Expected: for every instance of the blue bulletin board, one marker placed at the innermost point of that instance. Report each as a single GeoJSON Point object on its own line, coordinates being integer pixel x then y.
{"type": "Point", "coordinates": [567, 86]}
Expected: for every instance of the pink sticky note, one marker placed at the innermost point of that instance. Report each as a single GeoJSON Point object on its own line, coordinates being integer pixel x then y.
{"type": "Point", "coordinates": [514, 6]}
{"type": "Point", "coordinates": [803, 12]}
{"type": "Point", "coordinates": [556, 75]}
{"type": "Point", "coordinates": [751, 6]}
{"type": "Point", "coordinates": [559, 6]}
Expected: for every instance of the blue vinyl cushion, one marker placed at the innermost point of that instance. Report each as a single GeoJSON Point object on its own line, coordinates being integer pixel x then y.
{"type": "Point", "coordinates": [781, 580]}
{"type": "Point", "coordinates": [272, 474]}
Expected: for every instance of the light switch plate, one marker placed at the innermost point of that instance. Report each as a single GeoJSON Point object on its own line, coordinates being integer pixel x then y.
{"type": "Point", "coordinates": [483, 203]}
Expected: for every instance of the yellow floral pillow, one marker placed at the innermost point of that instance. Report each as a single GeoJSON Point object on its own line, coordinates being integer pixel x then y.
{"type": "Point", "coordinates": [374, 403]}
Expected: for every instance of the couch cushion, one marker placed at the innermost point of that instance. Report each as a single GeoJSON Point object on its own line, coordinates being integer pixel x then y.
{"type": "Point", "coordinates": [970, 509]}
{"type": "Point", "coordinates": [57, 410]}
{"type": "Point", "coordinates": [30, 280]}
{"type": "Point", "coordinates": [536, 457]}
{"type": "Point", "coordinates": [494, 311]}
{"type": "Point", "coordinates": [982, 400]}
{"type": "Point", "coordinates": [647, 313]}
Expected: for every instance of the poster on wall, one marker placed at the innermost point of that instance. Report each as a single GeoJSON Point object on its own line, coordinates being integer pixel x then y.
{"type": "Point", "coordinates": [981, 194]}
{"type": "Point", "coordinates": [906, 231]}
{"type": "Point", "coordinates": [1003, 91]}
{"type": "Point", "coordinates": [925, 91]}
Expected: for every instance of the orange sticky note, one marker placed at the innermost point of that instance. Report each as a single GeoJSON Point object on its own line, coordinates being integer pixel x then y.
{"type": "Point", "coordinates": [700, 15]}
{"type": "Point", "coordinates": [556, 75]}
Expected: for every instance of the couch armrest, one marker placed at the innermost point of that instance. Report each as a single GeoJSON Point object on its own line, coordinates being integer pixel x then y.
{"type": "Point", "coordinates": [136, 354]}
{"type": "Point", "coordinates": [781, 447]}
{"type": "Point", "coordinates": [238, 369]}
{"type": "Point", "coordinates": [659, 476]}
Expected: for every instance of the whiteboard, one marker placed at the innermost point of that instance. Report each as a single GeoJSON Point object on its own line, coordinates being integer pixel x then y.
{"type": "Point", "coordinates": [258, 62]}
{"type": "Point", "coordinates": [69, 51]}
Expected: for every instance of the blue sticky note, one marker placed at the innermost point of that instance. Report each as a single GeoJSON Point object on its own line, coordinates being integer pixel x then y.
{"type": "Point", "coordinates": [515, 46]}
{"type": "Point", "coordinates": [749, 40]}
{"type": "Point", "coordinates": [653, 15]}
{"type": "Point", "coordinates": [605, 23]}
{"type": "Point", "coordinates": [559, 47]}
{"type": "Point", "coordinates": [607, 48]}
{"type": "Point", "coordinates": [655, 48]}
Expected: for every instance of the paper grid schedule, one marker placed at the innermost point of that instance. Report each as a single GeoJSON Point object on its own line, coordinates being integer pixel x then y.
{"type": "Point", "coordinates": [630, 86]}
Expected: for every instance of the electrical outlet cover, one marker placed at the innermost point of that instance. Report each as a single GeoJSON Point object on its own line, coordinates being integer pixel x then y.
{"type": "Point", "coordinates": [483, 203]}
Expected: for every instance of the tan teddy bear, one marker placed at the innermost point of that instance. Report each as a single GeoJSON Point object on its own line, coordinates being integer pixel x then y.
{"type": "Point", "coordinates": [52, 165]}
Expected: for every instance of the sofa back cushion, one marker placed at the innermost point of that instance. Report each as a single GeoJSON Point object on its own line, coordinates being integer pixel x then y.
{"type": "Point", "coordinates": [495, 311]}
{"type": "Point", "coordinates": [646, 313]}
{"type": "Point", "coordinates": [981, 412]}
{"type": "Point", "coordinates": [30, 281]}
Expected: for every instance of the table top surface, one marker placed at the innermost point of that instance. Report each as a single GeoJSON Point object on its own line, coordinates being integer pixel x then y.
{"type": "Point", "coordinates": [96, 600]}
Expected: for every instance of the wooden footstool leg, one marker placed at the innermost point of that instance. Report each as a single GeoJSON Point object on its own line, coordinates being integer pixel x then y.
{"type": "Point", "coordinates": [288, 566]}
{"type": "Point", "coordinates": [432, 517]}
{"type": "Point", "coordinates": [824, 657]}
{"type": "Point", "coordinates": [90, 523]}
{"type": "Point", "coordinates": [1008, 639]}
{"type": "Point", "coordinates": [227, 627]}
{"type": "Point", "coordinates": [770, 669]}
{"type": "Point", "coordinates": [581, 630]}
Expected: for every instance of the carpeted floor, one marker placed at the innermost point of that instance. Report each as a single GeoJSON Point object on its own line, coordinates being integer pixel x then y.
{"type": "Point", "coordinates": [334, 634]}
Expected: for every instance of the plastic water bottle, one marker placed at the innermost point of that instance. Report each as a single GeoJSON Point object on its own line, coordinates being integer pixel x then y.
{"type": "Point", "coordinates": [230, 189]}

════

◆ Stated exercise ◆
Repeat only the lines from the one holding "Expected: for every instance of the sofa" through the last line of the data.

◆ The output ◆
Expected: for every instance of the sofa back cushion, one marker placed at the innermost point of that instance. Report each as a single GeoJSON Point object on its own line, coordinates being integer pixel x then y.
{"type": "Point", "coordinates": [495, 311]}
{"type": "Point", "coordinates": [646, 313]}
{"type": "Point", "coordinates": [981, 412]}
{"type": "Point", "coordinates": [30, 281]}
Expected: for every instance of the table top surface, one marker placed at the innermost point of that instance. Report each as a single GeoJSON Point object on its own line, coordinates being integer pixel x then y.
{"type": "Point", "coordinates": [96, 600]}
Expected: for every instance of the wooden footstool leg, one marker placed at the innermost point of that instance. Report each as a single GeoJSON Point object on its own line, coordinates being integer pixel x then y.
{"type": "Point", "coordinates": [288, 566]}
{"type": "Point", "coordinates": [432, 517]}
{"type": "Point", "coordinates": [824, 657]}
{"type": "Point", "coordinates": [90, 523]}
{"type": "Point", "coordinates": [1008, 639]}
{"type": "Point", "coordinates": [227, 627]}
{"type": "Point", "coordinates": [770, 669]}
{"type": "Point", "coordinates": [581, 630]}
Expected: for every instance of the carpeted floor, one marker placed at the innermost point of that instance. Report each as a single GeoJSON Point object on its own line, coordinates being integer pixel x then y.
{"type": "Point", "coordinates": [334, 634]}
Expected: for every instance of the plastic water bottle, one marker placed at the innermost point of that instance. Report each as a single GeoJSON Point object on its own line, coordinates being integer pixel x then y.
{"type": "Point", "coordinates": [230, 189]}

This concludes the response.